Start of LISTED RECORDS

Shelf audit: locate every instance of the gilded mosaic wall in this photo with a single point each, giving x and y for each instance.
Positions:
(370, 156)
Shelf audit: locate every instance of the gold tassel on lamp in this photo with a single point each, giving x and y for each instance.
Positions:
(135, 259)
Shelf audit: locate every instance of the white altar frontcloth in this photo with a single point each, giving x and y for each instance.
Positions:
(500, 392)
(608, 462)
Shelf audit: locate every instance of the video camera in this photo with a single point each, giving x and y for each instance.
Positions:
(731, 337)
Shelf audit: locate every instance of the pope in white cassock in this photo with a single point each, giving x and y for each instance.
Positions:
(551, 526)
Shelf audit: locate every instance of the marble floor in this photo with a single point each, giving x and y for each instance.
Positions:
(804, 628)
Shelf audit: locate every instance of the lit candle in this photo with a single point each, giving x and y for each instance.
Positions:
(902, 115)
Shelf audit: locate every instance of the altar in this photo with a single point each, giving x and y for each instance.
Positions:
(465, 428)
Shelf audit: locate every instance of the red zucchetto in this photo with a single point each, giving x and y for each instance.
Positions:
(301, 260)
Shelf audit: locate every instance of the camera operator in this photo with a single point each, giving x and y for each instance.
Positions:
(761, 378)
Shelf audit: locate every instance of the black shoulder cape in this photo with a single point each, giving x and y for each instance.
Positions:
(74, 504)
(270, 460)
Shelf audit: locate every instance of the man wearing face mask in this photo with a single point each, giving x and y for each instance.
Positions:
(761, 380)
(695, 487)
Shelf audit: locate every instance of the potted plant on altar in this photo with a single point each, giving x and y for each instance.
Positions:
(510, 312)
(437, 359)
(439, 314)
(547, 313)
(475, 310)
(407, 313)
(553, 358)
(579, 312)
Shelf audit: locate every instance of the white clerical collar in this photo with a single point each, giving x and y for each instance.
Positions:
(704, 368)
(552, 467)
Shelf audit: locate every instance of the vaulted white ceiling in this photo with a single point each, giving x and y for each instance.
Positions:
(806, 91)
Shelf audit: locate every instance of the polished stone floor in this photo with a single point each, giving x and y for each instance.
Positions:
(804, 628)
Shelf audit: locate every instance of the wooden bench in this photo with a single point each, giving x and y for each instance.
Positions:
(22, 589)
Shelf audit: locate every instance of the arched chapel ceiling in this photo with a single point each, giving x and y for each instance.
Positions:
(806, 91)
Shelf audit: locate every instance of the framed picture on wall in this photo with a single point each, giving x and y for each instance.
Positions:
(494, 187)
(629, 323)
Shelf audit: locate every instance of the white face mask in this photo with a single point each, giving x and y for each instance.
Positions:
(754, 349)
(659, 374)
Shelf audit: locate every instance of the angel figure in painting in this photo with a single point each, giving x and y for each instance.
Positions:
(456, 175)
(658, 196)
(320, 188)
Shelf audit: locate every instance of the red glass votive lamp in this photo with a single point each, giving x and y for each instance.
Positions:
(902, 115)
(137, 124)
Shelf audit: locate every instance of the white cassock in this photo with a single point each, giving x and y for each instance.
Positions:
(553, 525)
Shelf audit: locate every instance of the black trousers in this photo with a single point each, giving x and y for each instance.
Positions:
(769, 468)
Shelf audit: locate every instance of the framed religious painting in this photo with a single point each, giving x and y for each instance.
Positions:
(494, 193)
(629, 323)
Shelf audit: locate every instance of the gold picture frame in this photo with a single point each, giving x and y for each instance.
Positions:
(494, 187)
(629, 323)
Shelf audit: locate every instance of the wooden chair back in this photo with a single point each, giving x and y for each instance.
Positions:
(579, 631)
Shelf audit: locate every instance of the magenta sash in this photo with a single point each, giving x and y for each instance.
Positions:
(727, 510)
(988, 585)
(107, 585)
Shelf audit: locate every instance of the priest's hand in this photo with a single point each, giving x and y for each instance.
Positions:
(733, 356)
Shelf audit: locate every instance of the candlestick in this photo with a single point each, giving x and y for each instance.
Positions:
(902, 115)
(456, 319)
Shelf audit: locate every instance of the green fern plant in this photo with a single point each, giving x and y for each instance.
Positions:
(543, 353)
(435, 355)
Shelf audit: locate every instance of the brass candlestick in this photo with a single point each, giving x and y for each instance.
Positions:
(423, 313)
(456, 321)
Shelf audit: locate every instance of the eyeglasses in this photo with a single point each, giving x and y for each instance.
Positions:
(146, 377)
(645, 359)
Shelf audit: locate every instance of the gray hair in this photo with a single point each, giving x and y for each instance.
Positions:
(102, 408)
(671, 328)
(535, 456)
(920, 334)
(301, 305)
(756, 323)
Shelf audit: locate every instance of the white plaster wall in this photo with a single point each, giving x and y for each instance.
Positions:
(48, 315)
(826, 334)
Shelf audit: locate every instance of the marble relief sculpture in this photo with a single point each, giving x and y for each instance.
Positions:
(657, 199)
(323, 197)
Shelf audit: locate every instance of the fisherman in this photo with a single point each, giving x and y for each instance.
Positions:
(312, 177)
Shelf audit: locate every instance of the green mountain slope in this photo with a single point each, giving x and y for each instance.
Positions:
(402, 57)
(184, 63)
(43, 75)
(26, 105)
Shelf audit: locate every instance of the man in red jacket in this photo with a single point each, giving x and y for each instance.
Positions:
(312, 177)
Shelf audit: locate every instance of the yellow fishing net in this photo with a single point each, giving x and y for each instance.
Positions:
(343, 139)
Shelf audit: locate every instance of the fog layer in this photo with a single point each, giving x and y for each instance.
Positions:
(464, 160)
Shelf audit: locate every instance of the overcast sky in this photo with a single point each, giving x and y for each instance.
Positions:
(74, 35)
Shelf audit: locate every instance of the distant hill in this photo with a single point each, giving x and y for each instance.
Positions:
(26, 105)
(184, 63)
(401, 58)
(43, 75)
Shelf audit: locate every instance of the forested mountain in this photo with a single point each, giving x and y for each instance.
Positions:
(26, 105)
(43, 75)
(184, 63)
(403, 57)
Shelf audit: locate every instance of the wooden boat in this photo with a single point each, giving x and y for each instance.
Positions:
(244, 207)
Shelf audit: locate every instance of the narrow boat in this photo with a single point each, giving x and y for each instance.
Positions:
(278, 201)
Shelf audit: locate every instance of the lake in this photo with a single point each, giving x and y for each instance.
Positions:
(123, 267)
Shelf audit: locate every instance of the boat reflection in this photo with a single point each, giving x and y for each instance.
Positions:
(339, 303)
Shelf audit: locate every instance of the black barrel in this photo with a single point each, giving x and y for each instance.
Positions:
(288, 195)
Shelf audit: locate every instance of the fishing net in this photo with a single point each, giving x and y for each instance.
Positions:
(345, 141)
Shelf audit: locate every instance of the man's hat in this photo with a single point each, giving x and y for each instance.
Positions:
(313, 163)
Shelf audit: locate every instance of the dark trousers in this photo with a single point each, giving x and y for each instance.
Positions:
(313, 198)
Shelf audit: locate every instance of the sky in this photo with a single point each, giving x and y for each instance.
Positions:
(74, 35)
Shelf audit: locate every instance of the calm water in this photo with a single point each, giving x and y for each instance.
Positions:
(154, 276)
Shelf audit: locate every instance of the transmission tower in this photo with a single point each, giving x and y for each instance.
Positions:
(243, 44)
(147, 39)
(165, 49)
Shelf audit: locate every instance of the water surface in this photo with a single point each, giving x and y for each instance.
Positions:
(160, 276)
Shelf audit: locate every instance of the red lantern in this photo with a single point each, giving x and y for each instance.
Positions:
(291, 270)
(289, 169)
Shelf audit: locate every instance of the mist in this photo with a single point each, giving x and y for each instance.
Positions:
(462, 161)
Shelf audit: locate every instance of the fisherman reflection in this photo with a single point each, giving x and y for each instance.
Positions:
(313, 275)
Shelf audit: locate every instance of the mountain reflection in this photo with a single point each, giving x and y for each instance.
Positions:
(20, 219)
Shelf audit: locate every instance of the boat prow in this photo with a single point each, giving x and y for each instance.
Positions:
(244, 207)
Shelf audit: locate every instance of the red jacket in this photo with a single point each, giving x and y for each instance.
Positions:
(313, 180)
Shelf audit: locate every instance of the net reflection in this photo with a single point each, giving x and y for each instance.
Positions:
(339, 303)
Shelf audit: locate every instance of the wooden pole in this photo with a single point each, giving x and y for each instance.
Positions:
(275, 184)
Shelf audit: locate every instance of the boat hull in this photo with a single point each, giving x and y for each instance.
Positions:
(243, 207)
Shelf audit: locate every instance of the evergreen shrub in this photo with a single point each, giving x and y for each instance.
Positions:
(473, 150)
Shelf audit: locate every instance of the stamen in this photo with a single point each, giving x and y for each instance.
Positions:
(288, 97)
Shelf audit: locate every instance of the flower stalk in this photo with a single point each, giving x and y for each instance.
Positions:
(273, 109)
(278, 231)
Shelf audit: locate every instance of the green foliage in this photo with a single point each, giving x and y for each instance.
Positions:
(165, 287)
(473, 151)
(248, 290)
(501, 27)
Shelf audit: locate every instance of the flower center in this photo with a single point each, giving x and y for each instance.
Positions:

End of LISTED RECORDS

HOW TO COMPLETE THIS TASK: Copy out each line of the records that holds the string "floor".

THE COMPLETED TASK:
Shelf audit: locate every instance of the marble floor in this photo with a single point each, giving x and y for each instance.
Shelf audit: locate every instance of the polished stone floor in this photo with a single point each, giving x and y for each instance.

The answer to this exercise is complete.